━━━━━ The input
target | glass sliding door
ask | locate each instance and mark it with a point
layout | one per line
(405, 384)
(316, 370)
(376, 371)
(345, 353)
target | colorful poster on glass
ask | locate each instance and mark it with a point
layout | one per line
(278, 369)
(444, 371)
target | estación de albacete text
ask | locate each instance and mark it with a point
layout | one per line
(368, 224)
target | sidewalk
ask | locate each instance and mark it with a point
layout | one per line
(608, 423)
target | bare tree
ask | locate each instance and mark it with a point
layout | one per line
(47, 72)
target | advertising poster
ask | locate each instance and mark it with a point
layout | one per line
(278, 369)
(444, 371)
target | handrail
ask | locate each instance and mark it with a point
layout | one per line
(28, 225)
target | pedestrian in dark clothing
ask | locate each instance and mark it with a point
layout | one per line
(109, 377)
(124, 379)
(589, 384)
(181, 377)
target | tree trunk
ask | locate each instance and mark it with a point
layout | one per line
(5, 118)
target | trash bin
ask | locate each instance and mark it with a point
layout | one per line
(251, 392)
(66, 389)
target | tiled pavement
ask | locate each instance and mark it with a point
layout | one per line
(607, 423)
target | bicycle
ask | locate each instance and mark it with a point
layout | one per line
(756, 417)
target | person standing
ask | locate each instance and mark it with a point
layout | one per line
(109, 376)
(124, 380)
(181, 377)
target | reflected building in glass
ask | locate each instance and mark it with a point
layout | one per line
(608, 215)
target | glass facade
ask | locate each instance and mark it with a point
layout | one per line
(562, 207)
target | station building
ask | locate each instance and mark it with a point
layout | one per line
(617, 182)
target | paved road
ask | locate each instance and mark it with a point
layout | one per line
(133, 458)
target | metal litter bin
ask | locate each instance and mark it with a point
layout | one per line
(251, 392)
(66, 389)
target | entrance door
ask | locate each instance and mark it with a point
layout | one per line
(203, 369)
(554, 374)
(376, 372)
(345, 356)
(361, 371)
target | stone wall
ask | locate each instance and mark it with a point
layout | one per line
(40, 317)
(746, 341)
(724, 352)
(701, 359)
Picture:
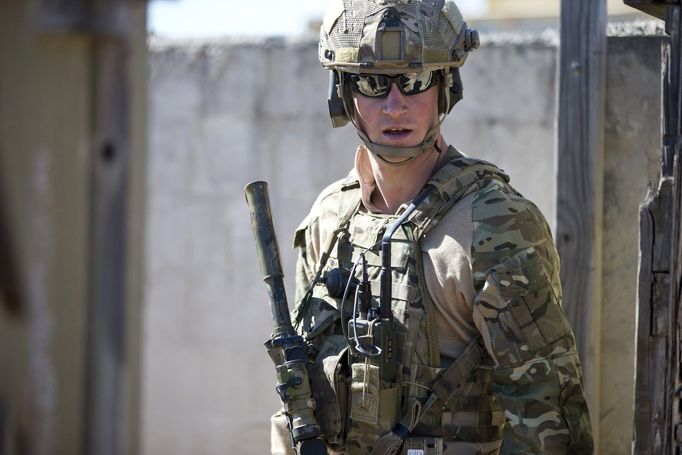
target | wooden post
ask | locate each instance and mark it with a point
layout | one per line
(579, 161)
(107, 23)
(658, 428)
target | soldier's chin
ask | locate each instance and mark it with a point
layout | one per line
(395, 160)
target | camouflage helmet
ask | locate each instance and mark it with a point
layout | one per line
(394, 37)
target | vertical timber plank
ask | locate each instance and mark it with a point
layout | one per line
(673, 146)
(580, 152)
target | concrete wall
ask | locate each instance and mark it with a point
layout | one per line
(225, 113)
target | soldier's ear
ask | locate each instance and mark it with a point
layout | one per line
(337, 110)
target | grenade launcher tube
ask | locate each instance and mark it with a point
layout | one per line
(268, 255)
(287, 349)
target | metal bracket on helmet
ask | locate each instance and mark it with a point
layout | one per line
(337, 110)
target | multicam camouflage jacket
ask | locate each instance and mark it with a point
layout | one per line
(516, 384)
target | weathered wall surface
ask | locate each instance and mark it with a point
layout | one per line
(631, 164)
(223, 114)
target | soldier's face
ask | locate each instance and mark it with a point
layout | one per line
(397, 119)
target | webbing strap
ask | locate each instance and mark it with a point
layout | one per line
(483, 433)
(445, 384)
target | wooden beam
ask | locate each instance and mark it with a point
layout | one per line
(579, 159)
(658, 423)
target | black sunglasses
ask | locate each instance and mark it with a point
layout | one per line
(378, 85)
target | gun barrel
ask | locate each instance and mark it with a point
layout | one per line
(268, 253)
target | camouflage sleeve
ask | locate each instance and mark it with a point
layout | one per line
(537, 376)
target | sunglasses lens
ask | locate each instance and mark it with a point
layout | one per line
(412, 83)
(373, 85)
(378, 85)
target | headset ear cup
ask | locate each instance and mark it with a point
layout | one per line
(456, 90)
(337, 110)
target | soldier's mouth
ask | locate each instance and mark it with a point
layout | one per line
━━━━━━━━━━
### Given request
Copy out every item above word for word, leaving the pictures out of your answer.

### The result
target | glass sliding door
ask | locate each instance and mark it with a point
layout | one per line
(405, 384)
(316, 370)
(376, 371)
(345, 353)
target | colorful poster on glass
ask | locate each instance and mark it with a point
layout | one per line
(278, 369)
(444, 371)
target | estación de albacete text
ask | locate each instance and mark it with a point
layout | one per line
(368, 224)
target | sidewalk
ask | locate each instance and mark it with a point
layout | one per line
(608, 423)
target | bare tree
ask | locate each instance and mark it with a point
layout | one per line
(47, 72)
target | advertising poster
ask | locate each instance and mark it with a point
layout | one per line
(278, 369)
(444, 371)
target | handrail
ask | locate each instance and mark it with a point
layout | one per line
(28, 225)
target | pedestrian in dark clothing
ask | locate each instance and mark it with a point
layout | one per line
(109, 377)
(124, 379)
(589, 384)
(181, 377)
target | tree trunk
ask | locate each instance and mark it with a point
layout | one per line
(5, 118)
target | trash bin
ask | locate each instance and mark it with a point
layout | one per line
(251, 392)
(66, 389)
target | tiled pavement
ask | locate each instance and mark it with a point
layout | one per line
(607, 423)
target | bicycle
ask | locate each instance and mark it with a point
layout | one per line
(756, 417)
target | person standing
ask | locate each instance and mark it with a point
layout | one per line
(109, 376)
(124, 380)
(181, 377)
target | reflected building in glass
ask | locate each instance and mark it with a point
layout | one per line
(608, 215)
target | glass facade
ask | locate each instance and mark it with a point
layout | one per line
(562, 207)
target | station building
ask | locate each instance and mark it with a point
layout | one per line
(617, 182)
target | paved road
ask | locate each instance and mark it with a point
layout | one per line
(133, 458)
target | metal litter bin
ask | locate each instance and mark it with a point
layout | one per line
(251, 392)
(66, 389)
target | entrance door
ask | locate each instance and mark it with a point
layout | one per line
(203, 369)
(554, 374)
(376, 372)
(345, 356)
(361, 371)
target | stone wall
ask | locate each instance and mark it with a point
layout | one per line
(40, 317)
(746, 341)
(724, 352)
(701, 359)
Picture:
target | wooden post
ask | locate each instance and mark it with a point
layout | one per line
(579, 161)
(107, 23)
(658, 428)
target | soldier's chin
ask | locate each instance and mark it with a point
layout | one per line
(395, 160)
target | camouflage helmet
ask | locate each instance and mark it with a point
layout | one per line
(394, 37)
target | vertical timber plank
ask | locate each instance and mark it with a point
layout | one per line
(673, 146)
(580, 152)
target | concrete wall
ask | locate each instance and mark it with a point
layout | one per line
(225, 113)
target | soldier's ear
ask | locate each instance and mark it with a point
layout | one per line
(337, 110)
target | grenade launcher tube
ask | locate each instance and mark it with a point
layout | one per line
(268, 255)
(287, 349)
target | metal bracket on helmet
ask | locate each instance and mark it with a point
layout | one per line
(337, 110)
target | multicam camouflage jacket
ask | locate each instance and mark it with a point
layout | one per line
(516, 384)
target | weathered wall surface
ask | locate each instance and mark it with a point
layout | one per line
(631, 164)
(223, 114)
target | soldier's face
ask | locate each instance and mark it with a point
layout | one per line
(397, 119)
target | webbing strap
ask | locate each instance and mark it with a point
layout | one per line
(483, 433)
(445, 384)
target | wooden beam
ask | locate each instance and mark it with a point
layout | one per line
(579, 159)
(658, 423)
target | black sunglasses
ask | locate each instance and mark it with a point
layout | one per line
(378, 85)
target | gun barrel
ask | locate each instance and mark it with a point
layout | one per line
(268, 253)
target | camouflage sleeve
ask | locate each instance and mark it with a point
layout | one per line
(537, 376)
target | sunglasses lens
ask | locate each instance and mark it with a point
layout | one per line
(412, 83)
(373, 85)
(378, 85)
target | headset ear cup
ask | locate each instance and mark it with a point
layout | one per line
(456, 90)
(337, 110)
target | soldier's mouth
ask | locate each instance and mark it with a point
layout | one per line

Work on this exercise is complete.